To do: Below are records. Count every line containing the word "post" and give the number alone.

[[ Record set open ]]

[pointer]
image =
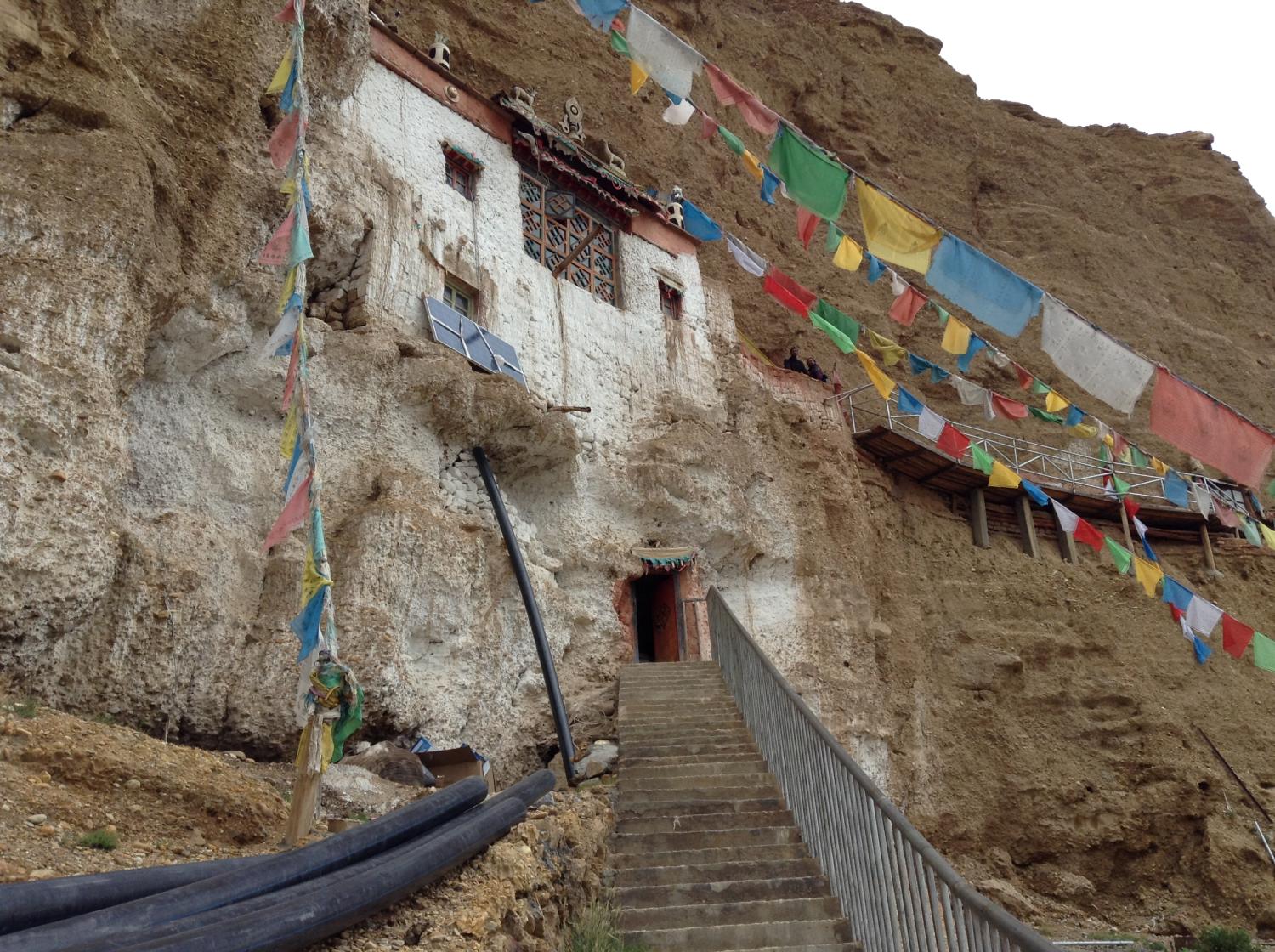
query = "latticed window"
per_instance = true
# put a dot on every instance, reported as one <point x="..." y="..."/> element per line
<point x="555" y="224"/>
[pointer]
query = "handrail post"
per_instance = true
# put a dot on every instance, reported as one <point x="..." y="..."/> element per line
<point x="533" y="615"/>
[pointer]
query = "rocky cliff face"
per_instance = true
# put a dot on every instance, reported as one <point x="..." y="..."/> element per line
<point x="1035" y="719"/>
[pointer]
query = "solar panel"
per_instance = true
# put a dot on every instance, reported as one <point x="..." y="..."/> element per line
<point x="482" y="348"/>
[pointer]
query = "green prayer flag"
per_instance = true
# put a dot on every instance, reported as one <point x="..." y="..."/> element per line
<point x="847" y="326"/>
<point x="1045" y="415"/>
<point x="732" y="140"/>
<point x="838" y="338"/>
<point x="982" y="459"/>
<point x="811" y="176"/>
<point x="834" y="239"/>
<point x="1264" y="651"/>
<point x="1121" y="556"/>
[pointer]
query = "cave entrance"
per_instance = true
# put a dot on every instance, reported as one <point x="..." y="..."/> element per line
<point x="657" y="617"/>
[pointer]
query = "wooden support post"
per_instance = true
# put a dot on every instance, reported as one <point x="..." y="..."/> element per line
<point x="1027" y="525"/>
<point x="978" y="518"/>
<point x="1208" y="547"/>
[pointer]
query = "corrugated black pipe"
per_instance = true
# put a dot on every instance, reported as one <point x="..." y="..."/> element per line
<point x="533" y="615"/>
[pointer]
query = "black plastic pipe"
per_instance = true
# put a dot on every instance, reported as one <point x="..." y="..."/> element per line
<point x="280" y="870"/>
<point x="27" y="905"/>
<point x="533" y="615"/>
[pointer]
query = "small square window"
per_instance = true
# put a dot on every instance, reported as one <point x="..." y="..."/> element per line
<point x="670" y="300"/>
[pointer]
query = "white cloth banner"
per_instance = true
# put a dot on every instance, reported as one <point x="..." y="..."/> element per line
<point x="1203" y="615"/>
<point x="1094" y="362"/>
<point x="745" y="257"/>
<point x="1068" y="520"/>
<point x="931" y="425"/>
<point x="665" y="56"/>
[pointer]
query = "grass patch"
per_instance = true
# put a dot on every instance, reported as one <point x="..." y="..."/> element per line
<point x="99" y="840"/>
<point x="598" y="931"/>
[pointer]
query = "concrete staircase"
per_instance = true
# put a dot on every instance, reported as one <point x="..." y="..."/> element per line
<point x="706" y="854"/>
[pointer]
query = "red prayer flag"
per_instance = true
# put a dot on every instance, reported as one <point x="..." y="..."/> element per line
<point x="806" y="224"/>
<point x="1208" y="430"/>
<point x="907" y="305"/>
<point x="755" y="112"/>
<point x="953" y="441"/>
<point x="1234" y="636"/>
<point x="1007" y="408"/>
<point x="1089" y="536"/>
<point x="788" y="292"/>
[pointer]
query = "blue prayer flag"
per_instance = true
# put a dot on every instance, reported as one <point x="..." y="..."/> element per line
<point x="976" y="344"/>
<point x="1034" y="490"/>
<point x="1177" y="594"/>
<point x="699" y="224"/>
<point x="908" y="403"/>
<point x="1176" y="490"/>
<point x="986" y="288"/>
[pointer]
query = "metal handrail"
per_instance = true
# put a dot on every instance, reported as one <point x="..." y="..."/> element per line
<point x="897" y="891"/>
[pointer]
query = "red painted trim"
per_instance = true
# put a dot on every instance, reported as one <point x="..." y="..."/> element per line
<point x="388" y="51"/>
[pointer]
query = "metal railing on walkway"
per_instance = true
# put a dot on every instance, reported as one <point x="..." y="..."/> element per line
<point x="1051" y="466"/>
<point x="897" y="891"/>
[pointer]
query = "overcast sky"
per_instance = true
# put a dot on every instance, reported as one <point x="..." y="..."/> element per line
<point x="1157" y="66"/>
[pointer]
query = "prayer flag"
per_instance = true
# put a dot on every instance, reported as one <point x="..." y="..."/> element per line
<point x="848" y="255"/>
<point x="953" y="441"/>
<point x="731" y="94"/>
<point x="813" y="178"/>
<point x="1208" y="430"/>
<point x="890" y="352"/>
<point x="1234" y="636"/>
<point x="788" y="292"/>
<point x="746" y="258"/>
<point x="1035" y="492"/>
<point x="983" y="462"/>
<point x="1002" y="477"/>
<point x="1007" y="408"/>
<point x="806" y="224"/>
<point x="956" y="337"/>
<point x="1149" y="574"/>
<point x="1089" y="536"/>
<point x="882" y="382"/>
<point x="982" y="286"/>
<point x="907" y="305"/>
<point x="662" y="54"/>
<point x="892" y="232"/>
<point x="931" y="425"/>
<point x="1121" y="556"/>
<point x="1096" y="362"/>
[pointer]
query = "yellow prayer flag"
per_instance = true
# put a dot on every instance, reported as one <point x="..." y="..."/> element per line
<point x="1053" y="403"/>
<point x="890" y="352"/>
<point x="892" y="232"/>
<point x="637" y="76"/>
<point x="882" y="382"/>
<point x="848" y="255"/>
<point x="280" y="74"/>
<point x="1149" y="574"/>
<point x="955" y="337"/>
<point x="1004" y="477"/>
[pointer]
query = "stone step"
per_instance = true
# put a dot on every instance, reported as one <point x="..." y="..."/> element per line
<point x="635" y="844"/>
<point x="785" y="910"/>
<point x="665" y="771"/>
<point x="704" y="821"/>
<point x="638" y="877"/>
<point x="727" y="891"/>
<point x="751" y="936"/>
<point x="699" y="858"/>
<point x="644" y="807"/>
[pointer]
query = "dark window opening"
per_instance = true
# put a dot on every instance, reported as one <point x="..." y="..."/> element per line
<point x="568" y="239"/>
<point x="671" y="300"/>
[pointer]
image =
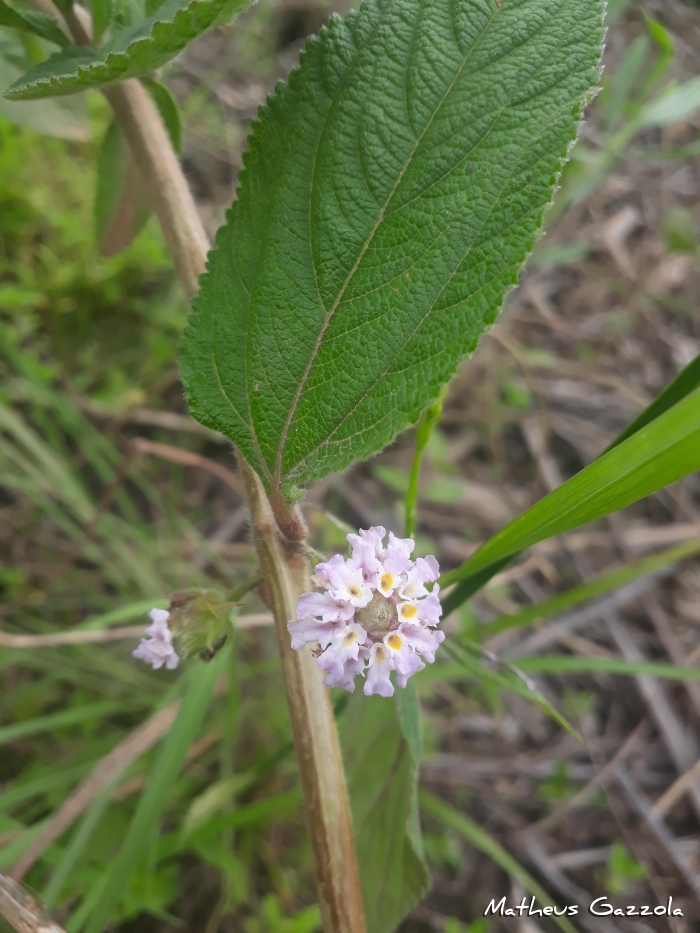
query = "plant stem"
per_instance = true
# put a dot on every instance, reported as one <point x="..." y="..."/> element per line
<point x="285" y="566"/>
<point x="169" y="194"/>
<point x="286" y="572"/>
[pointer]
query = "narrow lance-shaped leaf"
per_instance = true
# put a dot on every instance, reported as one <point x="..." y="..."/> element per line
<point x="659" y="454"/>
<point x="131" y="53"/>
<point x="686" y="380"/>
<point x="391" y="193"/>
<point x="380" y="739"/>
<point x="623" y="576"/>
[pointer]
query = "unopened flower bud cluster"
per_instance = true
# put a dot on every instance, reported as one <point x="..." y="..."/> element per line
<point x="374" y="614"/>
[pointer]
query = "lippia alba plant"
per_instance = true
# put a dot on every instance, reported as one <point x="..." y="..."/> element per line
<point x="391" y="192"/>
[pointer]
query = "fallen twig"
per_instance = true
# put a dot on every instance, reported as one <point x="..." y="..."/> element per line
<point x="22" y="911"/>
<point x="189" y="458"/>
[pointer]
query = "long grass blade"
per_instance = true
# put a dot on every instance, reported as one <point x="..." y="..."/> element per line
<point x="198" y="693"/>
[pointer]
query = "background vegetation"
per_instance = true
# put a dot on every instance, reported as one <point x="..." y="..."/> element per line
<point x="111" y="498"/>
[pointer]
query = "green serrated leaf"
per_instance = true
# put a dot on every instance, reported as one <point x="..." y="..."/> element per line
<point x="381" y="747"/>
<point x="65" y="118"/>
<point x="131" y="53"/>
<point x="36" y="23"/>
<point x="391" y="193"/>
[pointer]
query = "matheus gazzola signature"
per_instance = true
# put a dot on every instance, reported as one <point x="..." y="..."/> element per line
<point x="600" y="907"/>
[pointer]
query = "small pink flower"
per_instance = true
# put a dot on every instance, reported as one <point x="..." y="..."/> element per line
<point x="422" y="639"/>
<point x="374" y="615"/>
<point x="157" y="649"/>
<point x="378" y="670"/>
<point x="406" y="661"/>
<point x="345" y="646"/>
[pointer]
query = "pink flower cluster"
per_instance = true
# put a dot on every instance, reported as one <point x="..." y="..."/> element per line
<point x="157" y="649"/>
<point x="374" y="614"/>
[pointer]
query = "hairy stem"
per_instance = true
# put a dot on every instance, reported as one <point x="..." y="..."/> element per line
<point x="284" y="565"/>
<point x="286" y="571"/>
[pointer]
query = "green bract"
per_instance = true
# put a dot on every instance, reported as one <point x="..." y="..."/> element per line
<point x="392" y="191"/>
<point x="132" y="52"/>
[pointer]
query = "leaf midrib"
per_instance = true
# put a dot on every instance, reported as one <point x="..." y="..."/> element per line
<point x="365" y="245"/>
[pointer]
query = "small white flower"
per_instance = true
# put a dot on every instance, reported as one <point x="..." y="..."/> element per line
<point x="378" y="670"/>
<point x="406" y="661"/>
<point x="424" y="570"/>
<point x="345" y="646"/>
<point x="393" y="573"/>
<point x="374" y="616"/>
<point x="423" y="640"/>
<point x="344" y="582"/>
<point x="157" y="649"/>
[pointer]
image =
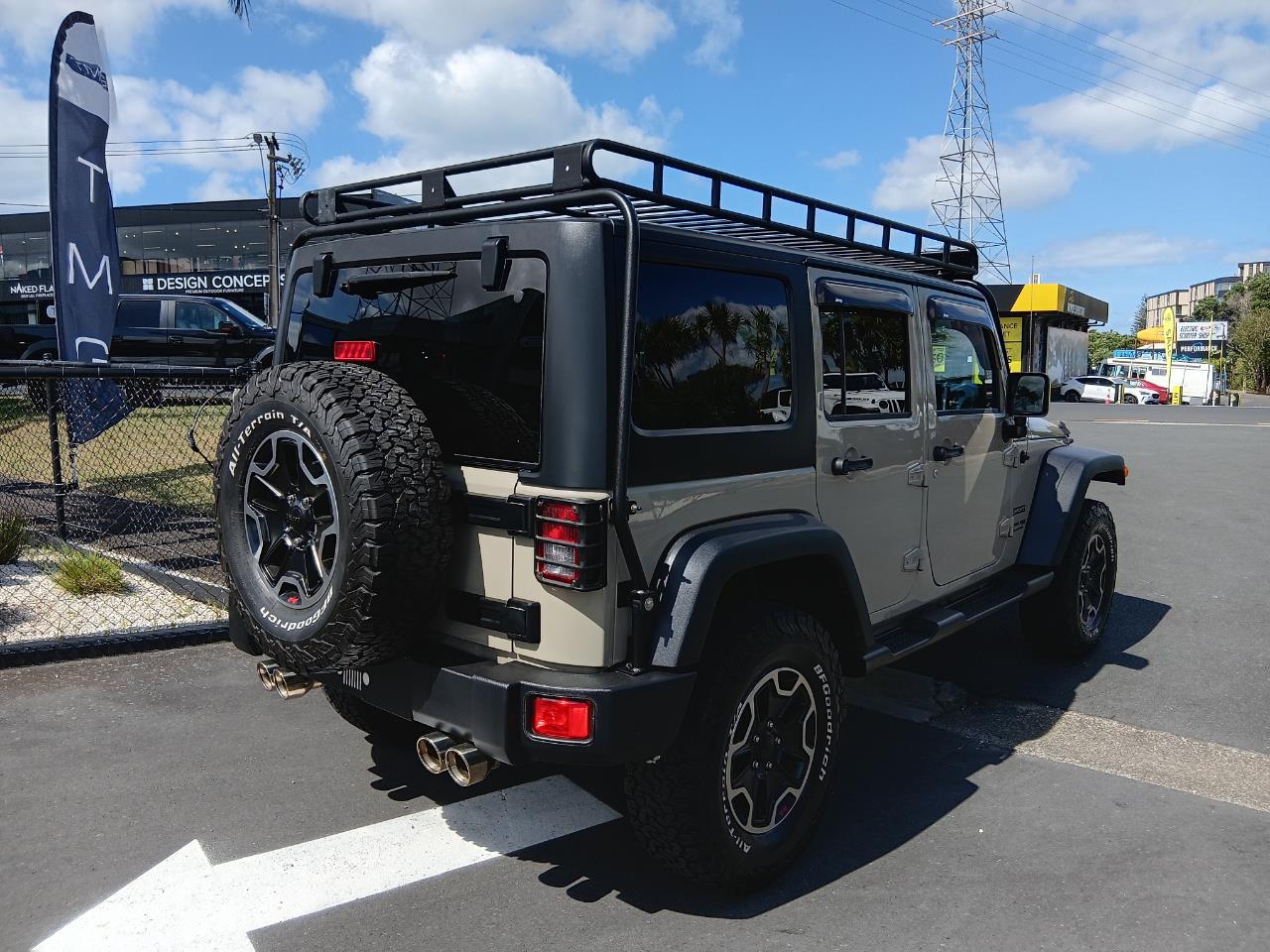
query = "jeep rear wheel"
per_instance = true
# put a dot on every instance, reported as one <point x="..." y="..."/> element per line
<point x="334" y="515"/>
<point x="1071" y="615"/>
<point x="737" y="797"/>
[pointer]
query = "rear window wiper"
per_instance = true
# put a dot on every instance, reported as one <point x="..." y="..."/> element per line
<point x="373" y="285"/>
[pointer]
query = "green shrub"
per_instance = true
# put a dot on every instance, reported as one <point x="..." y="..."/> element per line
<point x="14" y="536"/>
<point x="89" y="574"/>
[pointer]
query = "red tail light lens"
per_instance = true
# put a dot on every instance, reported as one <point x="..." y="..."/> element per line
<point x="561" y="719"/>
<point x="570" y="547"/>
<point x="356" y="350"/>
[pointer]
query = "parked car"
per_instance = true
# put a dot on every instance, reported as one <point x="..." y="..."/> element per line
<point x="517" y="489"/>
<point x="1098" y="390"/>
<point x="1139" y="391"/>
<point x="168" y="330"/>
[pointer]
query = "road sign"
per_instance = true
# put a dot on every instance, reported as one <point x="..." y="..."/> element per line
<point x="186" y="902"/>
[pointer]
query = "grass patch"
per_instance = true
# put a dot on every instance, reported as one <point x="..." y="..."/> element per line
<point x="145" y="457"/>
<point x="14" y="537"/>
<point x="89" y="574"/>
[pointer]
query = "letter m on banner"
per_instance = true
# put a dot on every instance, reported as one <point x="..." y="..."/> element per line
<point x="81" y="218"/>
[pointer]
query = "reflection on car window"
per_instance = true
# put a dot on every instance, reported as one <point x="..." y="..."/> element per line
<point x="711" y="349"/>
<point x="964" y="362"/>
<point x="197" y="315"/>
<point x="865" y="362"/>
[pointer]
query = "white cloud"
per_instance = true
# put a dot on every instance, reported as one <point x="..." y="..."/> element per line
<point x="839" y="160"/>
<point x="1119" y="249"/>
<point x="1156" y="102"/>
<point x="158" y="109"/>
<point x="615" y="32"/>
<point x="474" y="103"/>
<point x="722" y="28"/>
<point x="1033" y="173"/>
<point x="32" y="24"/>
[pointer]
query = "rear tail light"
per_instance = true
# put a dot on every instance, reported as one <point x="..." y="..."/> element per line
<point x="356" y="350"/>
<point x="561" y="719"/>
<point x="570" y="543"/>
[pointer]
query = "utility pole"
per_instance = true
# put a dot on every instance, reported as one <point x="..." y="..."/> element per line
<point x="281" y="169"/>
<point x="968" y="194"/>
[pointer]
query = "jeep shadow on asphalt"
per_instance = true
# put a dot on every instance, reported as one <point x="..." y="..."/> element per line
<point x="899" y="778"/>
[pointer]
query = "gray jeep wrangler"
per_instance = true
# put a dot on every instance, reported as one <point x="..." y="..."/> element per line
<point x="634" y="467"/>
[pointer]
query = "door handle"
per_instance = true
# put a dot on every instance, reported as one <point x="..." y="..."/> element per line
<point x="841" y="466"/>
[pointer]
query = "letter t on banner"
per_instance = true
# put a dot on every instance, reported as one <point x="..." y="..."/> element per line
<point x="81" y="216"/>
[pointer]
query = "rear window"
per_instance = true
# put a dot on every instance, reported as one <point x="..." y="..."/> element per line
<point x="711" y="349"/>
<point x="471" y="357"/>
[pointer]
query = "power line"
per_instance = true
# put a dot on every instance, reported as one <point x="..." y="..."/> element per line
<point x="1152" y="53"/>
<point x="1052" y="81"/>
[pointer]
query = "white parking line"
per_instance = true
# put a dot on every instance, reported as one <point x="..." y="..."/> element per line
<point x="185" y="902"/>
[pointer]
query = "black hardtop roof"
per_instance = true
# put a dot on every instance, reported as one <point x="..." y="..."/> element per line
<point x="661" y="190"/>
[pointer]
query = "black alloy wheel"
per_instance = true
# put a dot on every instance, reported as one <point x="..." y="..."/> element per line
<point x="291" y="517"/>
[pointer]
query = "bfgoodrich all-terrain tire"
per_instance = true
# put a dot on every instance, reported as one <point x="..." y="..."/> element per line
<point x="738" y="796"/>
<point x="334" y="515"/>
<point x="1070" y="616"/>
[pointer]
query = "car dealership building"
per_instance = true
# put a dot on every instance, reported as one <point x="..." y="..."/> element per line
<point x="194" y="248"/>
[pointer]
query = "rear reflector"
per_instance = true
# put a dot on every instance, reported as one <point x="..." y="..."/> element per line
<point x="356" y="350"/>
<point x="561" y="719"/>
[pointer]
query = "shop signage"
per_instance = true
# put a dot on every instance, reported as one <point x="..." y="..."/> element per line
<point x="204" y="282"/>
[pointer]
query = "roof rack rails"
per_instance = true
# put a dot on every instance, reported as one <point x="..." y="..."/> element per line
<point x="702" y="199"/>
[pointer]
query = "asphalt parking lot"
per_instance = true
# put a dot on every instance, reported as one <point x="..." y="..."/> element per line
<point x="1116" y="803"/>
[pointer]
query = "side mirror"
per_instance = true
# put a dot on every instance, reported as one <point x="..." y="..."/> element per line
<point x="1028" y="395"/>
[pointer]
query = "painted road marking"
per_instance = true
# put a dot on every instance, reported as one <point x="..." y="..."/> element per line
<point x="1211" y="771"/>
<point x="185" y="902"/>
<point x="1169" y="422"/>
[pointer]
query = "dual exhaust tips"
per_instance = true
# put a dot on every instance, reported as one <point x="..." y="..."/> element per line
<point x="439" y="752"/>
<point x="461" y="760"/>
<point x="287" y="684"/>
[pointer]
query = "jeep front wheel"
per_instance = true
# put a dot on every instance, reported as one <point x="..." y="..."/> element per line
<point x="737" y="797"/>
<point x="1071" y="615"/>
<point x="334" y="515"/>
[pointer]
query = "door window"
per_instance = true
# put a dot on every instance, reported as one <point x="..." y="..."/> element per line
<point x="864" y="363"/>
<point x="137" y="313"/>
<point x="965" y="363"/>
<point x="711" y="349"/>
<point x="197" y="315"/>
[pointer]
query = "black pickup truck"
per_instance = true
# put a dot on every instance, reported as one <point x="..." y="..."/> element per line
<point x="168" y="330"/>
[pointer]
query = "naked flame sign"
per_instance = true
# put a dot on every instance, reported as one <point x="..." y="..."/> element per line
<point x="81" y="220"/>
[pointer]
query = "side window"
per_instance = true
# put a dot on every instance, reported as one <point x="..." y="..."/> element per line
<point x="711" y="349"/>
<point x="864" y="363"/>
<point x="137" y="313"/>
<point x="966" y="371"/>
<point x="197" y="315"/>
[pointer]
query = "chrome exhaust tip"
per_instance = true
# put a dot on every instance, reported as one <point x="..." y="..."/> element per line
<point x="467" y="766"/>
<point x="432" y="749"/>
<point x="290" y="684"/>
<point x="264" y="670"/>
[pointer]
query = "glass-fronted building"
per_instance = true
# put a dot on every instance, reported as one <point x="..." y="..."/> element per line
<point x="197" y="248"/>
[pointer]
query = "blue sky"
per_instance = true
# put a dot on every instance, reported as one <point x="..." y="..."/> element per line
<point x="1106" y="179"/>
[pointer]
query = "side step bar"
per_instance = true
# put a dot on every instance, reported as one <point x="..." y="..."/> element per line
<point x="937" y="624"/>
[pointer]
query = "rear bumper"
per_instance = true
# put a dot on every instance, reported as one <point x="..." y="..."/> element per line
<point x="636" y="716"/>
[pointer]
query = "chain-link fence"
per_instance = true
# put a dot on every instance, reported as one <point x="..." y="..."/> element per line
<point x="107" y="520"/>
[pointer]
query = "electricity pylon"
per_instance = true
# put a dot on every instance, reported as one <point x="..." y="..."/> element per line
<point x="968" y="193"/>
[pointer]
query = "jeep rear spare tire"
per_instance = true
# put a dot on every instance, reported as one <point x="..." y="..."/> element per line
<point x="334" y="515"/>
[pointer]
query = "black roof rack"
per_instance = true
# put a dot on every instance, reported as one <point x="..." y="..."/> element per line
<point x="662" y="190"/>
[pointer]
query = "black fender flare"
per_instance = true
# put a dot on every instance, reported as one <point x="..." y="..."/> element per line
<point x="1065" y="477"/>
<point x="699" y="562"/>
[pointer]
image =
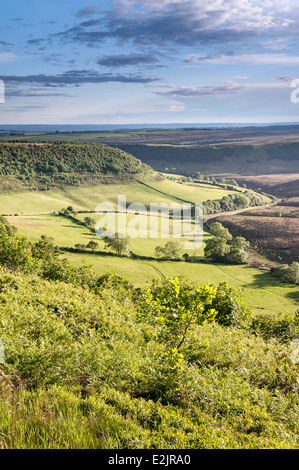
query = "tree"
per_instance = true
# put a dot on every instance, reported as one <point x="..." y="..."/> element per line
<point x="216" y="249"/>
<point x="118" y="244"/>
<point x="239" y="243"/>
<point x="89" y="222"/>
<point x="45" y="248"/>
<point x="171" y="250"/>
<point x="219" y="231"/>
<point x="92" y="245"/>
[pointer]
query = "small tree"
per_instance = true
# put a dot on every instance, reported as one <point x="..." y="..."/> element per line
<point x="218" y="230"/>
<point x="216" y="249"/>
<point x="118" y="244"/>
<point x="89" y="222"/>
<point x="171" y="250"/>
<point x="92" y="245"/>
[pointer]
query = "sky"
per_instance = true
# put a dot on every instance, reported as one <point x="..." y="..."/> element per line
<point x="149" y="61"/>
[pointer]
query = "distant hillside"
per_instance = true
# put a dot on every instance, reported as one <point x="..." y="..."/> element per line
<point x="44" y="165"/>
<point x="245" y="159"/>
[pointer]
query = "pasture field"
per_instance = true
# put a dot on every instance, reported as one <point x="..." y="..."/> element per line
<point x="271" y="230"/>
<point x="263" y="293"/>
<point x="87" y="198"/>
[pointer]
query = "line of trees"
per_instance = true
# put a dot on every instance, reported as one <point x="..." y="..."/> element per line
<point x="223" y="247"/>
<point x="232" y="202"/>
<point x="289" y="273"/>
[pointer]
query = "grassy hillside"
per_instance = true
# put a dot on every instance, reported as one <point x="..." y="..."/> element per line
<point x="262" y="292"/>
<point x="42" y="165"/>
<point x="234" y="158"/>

[[ Record set closed ]]

Answer area: 2